— BEGIN RAW DATA —

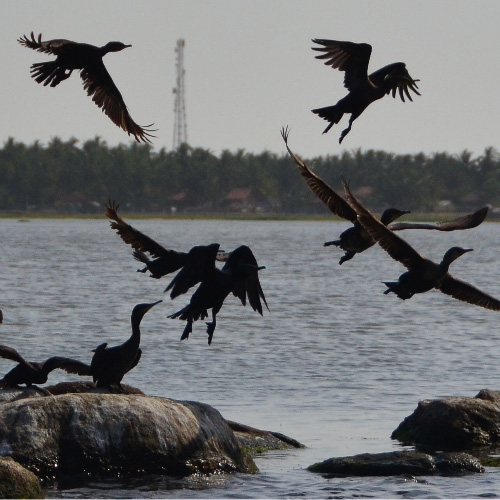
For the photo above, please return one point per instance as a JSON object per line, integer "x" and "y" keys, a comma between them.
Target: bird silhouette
{"x": 423, "y": 274}
{"x": 353, "y": 59}
{"x": 97, "y": 81}
{"x": 30, "y": 373}
{"x": 110, "y": 364}
{"x": 356, "y": 239}
{"x": 193, "y": 264}
{"x": 239, "y": 275}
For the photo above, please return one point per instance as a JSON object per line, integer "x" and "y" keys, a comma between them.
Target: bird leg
{"x": 348, "y": 129}
{"x": 188, "y": 329}
{"x": 211, "y": 326}
{"x": 346, "y": 256}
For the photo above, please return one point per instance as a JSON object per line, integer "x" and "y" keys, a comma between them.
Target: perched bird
{"x": 110, "y": 364}
{"x": 239, "y": 275}
{"x": 192, "y": 264}
{"x": 353, "y": 59}
{"x": 422, "y": 274}
{"x": 30, "y": 373}
{"x": 356, "y": 239}
{"x": 96, "y": 79}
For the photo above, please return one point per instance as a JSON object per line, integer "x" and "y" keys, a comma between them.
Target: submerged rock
{"x": 395, "y": 463}
{"x": 18, "y": 482}
{"x": 454, "y": 423}
{"x": 258, "y": 441}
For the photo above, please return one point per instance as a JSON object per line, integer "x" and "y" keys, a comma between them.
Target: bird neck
{"x": 135, "y": 338}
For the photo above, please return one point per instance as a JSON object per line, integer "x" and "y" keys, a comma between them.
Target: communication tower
{"x": 180, "y": 128}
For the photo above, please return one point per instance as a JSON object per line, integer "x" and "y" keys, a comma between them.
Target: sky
{"x": 250, "y": 70}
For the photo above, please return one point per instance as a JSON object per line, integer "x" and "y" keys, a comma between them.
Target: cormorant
{"x": 96, "y": 79}
{"x": 353, "y": 59}
{"x": 166, "y": 260}
{"x": 30, "y": 373}
{"x": 356, "y": 239}
{"x": 422, "y": 274}
{"x": 239, "y": 275}
{"x": 110, "y": 364}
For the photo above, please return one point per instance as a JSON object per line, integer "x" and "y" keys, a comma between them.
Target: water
{"x": 336, "y": 364}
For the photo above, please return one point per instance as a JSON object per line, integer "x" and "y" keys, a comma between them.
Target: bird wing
{"x": 99, "y": 84}
{"x": 250, "y": 287}
{"x": 53, "y": 47}
{"x": 200, "y": 260}
{"x": 321, "y": 189}
{"x": 133, "y": 237}
{"x": 353, "y": 58}
{"x": 466, "y": 222}
{"x": 68, "y": 365}
{"x": 10, "y": 353}
{"x": 395, "y": 78}
{"x": 395, "y": 246}
{"x": 467, "y": 293}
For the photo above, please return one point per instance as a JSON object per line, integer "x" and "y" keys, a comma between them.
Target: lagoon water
{"x": 336, "y": 364}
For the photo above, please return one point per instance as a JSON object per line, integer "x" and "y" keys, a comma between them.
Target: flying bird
{"x": 239, "y": 276}
{"x": 97, "y": 81}
{"x": 193, "y": 264}
{"x": 356, "y": 239}
{"x": 423, "y": 274}
{"x": 353, "y": 59}
{"x": 31, "y": 373}
{"x": 110, "y": 364}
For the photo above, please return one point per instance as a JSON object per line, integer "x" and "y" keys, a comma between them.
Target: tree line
{"x": 65, "y": 175}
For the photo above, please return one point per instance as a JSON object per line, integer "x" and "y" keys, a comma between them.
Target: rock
{"x": 258, "y": 441}
{"x": 18, "y": 482}
{"x": 95, "y": 432}
{"x": 395, "y": 463}
{"x": 454, "y": 423}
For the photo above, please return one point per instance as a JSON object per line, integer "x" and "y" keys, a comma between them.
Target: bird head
{"x": 454, "y": 253}
{"x": 115, "y": 46}
{"x": 140, "y": 310}
{"x": 391, "y": 214}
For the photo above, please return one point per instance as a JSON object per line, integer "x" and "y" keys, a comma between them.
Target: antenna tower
{"x": 180, "y": 128}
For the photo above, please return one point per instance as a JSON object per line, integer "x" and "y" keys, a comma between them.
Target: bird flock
{"x": 239, "y": 273}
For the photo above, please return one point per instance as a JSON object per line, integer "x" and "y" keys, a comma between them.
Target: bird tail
{"x": 140, "y": 256}
{"x": 331, "y": 113}
{"x": 334, "y": 242}
{"x": 48, "y": 73}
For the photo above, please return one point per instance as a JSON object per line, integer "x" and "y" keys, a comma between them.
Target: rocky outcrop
{"x": 18, "y": 482}
{"x": 411, "y": 463}
{"x": 96, "y": 433}
{"x": 454, "y": 423}
{"x": 74, "y": 428}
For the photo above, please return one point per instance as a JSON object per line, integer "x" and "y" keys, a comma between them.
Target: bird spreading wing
{"x": 100, "y": 86}
{"x": 200, "y": 261}
{"x": 68, "y": 365}
{"x": 52, "y": 47}
{"x": 467, "y": 293}
{"x": 323, "y": 191}
{"x": 468, "y": 221}
{"x": 10, "y": 353}
{"x": 395, "y": 246}
{"x": 353, "y": 58}
{"x": 137, "y": 240}
{"x": 250, "y": 287}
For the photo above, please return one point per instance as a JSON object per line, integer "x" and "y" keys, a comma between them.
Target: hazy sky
{"x": 250, "y": 69}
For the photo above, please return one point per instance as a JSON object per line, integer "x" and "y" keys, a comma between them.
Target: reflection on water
{"x": 336, "y": 364}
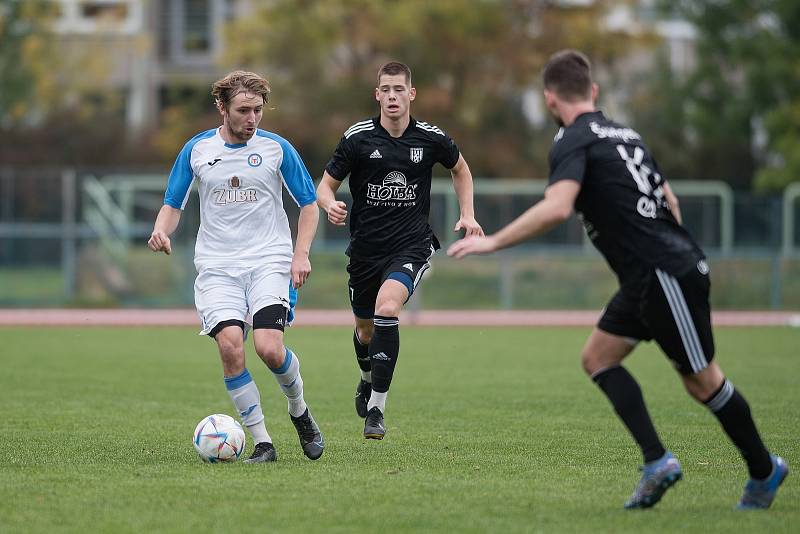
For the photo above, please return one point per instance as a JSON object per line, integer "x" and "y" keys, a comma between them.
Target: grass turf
{"x": 489, "y": 430}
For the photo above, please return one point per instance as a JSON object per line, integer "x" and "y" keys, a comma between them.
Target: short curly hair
{"x": 568, "y": 73}
{"x": 239, "y": 81}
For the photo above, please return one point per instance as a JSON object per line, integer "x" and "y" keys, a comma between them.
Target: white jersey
{"x": 242, "y": 220}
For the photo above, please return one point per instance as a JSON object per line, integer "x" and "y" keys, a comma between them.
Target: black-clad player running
{"x": 606, "y": 173}
{"x": 389, "y": 159}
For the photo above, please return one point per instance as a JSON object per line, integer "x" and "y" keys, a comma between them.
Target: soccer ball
{"x": 219, "y": 438}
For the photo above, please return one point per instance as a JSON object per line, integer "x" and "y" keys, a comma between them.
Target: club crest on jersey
{"x": 235, "y": 193}
{"x": 254, "y": 160}
{"x": 394, "y": 191}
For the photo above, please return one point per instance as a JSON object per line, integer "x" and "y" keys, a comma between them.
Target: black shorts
{"x": 367, "y": 276}
{"x": 672, "y": 310}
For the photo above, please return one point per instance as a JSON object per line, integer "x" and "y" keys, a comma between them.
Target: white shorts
{"x": 225, "y": 294}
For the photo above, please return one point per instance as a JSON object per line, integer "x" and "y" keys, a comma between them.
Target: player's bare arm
{"x": 672, "y": 202}
{"x": 552, "y": 210}
{"x": 306, "y": 229}
{"x": 166, "y": 223}
{"x": 336, "y": 210}
{"x": 462, "y": 183}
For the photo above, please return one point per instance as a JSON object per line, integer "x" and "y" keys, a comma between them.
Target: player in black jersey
{"x": 389, "y": 159}
{"x": 604, "y": 171}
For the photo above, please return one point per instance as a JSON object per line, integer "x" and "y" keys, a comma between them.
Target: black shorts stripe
{"x": 683, "y": 320}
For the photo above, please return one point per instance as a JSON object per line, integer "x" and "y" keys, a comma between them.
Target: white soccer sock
{"x": 377, "y": 399}
{"x": 288, "y": 376}
{"x": 247, "y": 400}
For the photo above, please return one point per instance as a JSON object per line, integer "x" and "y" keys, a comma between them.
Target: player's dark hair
{"x": 568, "y": 73}
{"x": 239, "y": 81}
{"x": 394, "y": 68}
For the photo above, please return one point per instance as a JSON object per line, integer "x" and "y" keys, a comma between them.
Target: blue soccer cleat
{"x": 759, "y": 494}
{"x": 657, "y": 477}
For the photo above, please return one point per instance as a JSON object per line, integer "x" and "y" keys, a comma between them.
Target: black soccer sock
{"x": 734, "y": 415}
{"x": 625, "y": 395}
{"x": 383, "y": 350}
{"x": 362, "y": 354}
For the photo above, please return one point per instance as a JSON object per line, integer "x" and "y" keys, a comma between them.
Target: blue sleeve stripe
{"x": 293, "y": 171}
{"x": 181, "y": 177}
{"x": 235, "y": 382}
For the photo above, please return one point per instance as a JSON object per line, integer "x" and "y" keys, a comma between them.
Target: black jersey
{"x": 621, "y": 202}
{"x": 390, "y": 180}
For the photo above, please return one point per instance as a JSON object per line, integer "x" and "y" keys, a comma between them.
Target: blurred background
{"x": 98, "y": 96}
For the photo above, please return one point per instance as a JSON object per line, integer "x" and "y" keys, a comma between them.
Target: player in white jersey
{"x": 247, "y": 272}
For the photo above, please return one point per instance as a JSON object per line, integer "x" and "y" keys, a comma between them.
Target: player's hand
{"x": 469, "y": 225}
{"x": 159, "y": 241}
{"x": 301, "y": 270}
{"x": 337, "y": 213}
{"x": 474, "y": 244}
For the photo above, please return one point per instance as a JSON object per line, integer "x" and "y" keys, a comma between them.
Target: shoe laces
{"x": 307, "y": 428}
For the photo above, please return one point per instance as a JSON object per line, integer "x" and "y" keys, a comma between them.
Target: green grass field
{"x": 489, "y": 430}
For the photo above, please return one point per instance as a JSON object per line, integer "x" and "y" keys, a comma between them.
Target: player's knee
{"x": 365, "y": 333}
{"x": 388, "y": 308}
{"x": 589, "y": 362}
{"x": 702, "y": 386}
{"x": 231, "y": 351}
{"x": 271, "y": 353}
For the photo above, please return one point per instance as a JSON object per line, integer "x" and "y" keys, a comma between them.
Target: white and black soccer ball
{"x": 219, "y": 438}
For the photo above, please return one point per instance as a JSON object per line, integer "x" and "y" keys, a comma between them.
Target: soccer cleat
{"x": 310, "y": 436}
{"x": 363, "y": 393}
{"x": 373, "y": 425}
{"x": 759, "y": 494}
{"x": 263, "y": 452}
{"x": 657, "y": 477}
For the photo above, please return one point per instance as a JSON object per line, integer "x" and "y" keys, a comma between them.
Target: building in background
{"x": 152, "y": 45}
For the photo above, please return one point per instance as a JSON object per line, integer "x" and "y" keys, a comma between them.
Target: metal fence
{"x": 78, "y": 238}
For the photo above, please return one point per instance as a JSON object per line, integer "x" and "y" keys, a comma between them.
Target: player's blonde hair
{"x": 394, "y": 68}
{"x": 239, "y": 81}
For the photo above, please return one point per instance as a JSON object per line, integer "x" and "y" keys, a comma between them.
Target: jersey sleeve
{"x": 341, "y": 162}
{"x": 180, "y": 179}
{"x": 295, "y": 175}
{"x": 448, "y": 152}
{"x": 567, "y": 161}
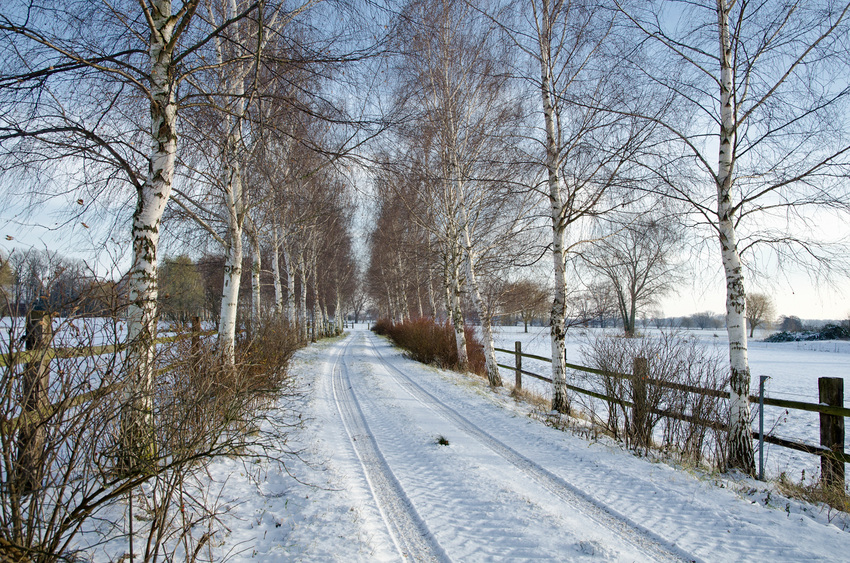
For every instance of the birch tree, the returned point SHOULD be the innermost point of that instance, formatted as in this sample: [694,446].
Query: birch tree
[156,29]
[757,144]
[570,53]
[638,260]
[453,79]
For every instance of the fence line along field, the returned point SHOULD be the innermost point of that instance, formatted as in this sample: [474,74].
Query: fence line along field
[793,369]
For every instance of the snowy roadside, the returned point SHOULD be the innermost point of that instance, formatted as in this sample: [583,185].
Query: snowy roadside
[323,510]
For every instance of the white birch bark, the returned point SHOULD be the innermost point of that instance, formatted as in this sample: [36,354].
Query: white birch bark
[137,419]
[493,376]
[557,327]
[740,455]
[302,308]
[256,268]
[458,322]
[338,317]
[289,268]
[232,278]
[318,320]
[278,282]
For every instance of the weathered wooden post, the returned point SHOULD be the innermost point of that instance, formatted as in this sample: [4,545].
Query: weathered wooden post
[640,430]
[35,382]
[196,336]
[518,363]
[831,392]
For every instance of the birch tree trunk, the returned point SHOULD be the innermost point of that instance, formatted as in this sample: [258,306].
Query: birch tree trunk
[560,399]
[741,455]
[458,322]
[302,309]
[338,317]
[490,366]
[278,285]
[256,267]
[289,267]
[137,418]
[318,321]
[232,278]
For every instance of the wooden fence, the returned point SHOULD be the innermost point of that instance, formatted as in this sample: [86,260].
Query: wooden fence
[831,409]
[37,357]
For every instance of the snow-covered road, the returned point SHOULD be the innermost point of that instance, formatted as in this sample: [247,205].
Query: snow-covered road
[415,463]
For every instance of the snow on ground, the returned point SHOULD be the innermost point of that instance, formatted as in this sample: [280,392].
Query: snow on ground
[379,486]
[793,368]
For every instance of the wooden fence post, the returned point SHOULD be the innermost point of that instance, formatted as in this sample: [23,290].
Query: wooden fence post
[35,382]
[518,371]
[640,413]
[196,336]
[831,392]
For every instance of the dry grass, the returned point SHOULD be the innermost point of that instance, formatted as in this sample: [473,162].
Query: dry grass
[814,491]
[430,342]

— END RAW DATA —

PROBLEM TO SOLVE:
Extract every line from the one containing "For every instance of the birch tree trunk, the" through the last line of the data, inclusive, exactly as written.

THE SOLUTION:
For every instance of the birch tree trunk, the returned point SHOULD be the innermost point of that instance, formatted as in this sample: [258,306].
Query: birch tree trunk
[560,399]
[741,455]
[458,322]
[302,309]
[338,317]
[490,366]
[278,285]
[256,267]
[289,267]
[137,418]
[318,321]
[232,278]
For every instance of the wooden fence, the returned point SHOULD be the innermost point of that instance, formatted as in this sample: [86,260].
Query: wooden fence
[831,409]
[37,357]
For every instance of the snow-covered road, the returned point SHOULD be the innermost point of that instance, formatted as in this sample: [247,205].
Query: snow-covered road
[415,463]
For every instance of the snow on ground, the returned point SHOULD be the innermost point of that instance, formatted as in this sample: [280,392].
Query: snow on ground
[379,486]
[793,368]
For every instance of the wooden fence post, the returned point SHOULD be the innermost point of that instance, formatted as in this sample: [23,290].
Query: wooden fence post
[35,382]
[518,371]
[640,413]
[196,336]
[831,392]
For every instance of the dry grass, the returned point SHOULD be the innermost point of that instance, formatted as in this sample: [473,162].
Query: dry grass
[814,491]
[430,342]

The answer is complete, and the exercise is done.